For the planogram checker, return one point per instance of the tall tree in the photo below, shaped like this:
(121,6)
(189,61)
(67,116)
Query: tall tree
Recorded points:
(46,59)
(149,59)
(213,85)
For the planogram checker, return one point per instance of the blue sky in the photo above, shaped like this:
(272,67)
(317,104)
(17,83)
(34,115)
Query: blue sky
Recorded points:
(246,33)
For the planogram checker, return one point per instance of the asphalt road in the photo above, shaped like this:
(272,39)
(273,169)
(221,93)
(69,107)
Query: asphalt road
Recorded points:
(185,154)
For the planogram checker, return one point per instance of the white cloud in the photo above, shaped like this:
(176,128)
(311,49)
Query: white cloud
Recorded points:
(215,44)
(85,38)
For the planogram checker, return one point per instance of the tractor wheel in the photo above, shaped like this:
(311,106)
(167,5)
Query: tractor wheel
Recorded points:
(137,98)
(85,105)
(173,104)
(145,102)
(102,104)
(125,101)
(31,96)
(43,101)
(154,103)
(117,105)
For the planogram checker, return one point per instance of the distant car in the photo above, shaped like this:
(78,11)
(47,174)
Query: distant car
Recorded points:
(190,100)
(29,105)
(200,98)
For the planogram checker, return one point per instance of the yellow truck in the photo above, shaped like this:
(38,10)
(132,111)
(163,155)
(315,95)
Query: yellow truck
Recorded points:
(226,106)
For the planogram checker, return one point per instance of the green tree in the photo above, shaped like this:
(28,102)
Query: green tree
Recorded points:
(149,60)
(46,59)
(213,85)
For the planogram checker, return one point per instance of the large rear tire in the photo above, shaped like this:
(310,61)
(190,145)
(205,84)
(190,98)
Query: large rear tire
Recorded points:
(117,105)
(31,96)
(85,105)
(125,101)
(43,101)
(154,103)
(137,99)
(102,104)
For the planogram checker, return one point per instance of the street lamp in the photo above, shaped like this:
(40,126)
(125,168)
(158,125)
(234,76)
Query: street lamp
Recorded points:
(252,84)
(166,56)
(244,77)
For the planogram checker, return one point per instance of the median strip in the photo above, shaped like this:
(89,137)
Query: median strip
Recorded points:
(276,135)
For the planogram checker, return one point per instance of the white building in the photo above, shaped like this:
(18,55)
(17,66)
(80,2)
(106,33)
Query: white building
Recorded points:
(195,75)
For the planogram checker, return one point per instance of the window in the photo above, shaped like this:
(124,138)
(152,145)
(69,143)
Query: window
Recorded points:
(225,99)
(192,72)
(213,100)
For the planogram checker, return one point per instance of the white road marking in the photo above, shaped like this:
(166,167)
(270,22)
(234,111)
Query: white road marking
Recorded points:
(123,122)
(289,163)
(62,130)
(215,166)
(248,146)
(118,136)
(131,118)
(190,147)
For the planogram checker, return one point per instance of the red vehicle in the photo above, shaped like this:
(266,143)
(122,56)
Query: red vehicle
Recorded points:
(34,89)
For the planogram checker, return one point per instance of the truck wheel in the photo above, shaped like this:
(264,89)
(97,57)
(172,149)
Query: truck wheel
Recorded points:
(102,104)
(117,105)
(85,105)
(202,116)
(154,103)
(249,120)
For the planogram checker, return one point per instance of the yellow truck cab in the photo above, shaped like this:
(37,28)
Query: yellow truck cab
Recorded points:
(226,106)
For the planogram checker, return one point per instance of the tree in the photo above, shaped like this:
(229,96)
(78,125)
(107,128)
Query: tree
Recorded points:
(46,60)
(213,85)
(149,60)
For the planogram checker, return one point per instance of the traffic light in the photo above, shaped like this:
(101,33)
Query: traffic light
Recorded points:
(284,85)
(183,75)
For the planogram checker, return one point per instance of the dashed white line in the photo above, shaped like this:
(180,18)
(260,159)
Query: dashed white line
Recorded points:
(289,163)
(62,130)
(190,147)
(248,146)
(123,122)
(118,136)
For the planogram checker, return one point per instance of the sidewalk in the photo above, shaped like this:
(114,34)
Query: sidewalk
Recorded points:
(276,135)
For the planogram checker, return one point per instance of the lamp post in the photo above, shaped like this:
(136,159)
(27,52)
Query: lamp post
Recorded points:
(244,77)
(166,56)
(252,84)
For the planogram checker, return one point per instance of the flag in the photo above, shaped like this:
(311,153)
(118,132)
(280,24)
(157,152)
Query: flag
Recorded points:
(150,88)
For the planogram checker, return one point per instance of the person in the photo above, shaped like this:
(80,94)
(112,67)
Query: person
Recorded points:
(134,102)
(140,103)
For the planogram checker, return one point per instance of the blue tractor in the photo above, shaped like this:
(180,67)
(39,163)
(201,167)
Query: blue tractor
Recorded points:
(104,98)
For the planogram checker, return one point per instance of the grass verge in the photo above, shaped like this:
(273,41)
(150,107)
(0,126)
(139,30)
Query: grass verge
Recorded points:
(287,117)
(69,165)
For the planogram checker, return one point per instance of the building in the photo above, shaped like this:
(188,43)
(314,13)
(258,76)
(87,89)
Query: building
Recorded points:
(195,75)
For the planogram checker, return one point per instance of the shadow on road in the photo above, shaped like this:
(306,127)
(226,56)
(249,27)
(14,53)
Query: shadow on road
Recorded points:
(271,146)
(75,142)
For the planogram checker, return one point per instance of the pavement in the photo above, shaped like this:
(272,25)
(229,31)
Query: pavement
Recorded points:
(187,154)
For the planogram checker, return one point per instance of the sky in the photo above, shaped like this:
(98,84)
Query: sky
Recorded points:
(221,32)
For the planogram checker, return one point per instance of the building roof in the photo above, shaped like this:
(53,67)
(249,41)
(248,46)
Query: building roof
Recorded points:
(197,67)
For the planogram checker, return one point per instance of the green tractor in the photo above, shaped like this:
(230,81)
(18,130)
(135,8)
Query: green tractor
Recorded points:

· · · · · · ·

• Task prompt
Wherever a line of the data holds "street", copy that line.

• Answer below
For the planogram checker, return one point per instance of the street lamp in the photo above, shaped like this:
Query: street lamp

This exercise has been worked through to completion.